• [WHAT THE TASK ASKS]
Answer these from the text on delta query optimization:
(a) What reduction in delta row volume is expected for selective queries?
(b) How many separate passes through the source tables does the current delta query need when tables A, B, and C all change in the same cycle?
(c) Which mechanism already skips the A-delta branch when table A has 0 changes?

• [EXTRACTED TEXT]
****
Expected Impact. For selective queries (< 10% selectivity), 5–10× reduction in delta row volume before any join processing.

Effort. 2–3 weeks (predicate extraction, pushdown rules, correctness for UPDATE scenarios where old/new may differ).

Prior Art. Standard RDBMS predicate pushdown; Flink’s filter pushdown into source connectors; Materialize’s predicate pushdown through arrangements.

B-3: Multi-Table Delta Batching

Problem. When a stream table joins tables A, B, and C, and all three have changes in the same cycle, the current delta query generates: ΔQ = (ΔA ⋈ B₁ ⋈ C₁) ∪ (A₀ ⋈ ΔB ⋈ C₁) ∪ (A₀ ⋈ B₀ ⋈ ΔC) This requires 3 separate passes through the source tables with different snapshots.

Proposal. Optimize multi-source delta by:

Simultaneous delta merging. When Δ is small relative to base tables, precompute a merged delta: sql merged_delta AS ( SELECT 'A' AS src, * FROM delta_A UNION ALL SELECT 'B' AS src, * FROM delta_B UNION ALL SELECT 'C' AS src, * FROM delta_C ) Then run a single join pass that handles all source changes together.
Change-ordering optimization. Within a single cycle, if table A has 0 changes but B has 100, skip the A-delta branch entirely (already implemented via no-change short-circuit), but extend this to skip individual UNION ALL branches within a multi-source delta.
****
• [PROVIDED INFORMATION]
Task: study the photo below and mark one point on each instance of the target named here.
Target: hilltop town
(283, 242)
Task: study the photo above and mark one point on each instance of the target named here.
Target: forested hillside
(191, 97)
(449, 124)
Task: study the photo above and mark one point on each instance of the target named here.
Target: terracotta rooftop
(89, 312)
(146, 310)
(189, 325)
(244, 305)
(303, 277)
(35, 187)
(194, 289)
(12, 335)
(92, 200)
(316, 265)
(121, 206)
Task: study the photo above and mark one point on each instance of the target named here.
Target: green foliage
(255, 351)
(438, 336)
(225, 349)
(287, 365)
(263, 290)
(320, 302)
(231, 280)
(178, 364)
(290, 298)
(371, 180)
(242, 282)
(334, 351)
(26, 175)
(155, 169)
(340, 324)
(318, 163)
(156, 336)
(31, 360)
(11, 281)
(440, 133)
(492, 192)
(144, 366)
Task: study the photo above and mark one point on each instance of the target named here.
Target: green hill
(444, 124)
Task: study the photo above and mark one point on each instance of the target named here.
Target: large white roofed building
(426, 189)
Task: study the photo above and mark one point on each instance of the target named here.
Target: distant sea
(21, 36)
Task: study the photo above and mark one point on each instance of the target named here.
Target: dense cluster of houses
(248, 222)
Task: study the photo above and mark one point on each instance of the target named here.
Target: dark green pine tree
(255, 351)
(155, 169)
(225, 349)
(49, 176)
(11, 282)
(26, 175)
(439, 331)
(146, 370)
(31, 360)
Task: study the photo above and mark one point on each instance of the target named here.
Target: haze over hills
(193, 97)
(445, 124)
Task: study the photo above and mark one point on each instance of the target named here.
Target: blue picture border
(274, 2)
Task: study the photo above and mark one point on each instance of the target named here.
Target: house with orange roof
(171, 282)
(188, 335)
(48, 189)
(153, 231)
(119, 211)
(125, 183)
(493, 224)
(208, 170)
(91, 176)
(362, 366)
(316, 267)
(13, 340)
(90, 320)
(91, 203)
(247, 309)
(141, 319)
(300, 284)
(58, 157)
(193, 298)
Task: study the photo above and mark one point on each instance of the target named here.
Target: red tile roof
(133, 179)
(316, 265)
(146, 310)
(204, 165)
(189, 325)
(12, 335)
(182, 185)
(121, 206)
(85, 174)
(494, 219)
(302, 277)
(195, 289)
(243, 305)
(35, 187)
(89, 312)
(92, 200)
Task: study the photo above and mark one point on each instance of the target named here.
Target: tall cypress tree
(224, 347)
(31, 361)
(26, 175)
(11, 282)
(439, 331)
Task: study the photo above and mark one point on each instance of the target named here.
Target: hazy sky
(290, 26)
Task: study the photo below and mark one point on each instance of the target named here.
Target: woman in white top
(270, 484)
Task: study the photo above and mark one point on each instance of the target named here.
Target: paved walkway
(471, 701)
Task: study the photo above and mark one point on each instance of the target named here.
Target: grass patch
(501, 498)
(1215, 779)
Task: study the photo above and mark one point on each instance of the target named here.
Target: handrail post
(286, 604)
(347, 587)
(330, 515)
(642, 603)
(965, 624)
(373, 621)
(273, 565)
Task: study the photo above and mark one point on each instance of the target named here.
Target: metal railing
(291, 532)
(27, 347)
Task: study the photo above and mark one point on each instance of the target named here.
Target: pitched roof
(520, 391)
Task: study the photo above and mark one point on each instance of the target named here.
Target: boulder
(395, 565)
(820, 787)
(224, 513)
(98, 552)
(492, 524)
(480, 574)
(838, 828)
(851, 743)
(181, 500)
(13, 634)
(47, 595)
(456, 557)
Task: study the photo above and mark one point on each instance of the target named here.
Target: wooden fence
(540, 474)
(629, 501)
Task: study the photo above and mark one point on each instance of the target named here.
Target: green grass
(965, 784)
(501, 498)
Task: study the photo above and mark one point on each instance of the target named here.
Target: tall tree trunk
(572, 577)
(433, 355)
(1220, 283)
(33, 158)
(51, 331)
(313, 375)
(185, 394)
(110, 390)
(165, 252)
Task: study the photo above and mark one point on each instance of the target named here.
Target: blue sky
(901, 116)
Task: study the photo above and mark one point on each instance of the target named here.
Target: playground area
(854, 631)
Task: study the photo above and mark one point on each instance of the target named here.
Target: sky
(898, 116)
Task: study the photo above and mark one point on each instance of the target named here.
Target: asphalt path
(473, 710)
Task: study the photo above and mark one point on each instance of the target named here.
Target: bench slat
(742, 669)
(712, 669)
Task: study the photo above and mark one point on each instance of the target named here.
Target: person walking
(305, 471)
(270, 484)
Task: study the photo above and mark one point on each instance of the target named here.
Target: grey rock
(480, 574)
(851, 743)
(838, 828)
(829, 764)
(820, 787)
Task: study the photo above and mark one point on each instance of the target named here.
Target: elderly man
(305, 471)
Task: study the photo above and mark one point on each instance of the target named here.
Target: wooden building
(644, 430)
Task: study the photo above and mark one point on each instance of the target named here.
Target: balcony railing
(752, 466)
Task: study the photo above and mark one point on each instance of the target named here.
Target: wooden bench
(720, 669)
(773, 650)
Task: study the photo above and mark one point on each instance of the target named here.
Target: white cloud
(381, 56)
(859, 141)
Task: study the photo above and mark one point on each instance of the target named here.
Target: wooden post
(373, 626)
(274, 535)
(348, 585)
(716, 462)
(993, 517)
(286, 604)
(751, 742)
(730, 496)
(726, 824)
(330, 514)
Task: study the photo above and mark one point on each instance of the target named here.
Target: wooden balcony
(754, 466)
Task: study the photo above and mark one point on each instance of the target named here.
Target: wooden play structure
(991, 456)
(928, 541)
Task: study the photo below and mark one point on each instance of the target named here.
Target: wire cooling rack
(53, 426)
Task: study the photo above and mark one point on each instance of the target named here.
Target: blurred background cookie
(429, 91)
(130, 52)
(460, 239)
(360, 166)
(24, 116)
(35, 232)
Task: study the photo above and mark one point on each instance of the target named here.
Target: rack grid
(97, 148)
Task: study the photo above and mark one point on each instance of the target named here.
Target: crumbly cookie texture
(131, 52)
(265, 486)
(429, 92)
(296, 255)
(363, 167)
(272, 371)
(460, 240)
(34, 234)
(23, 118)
****
• [PROBLEM SOLUTION]
(a) A 5–10× reduction, before any join processing.
(b) 3 passes.
(c) The no-change short-circuit.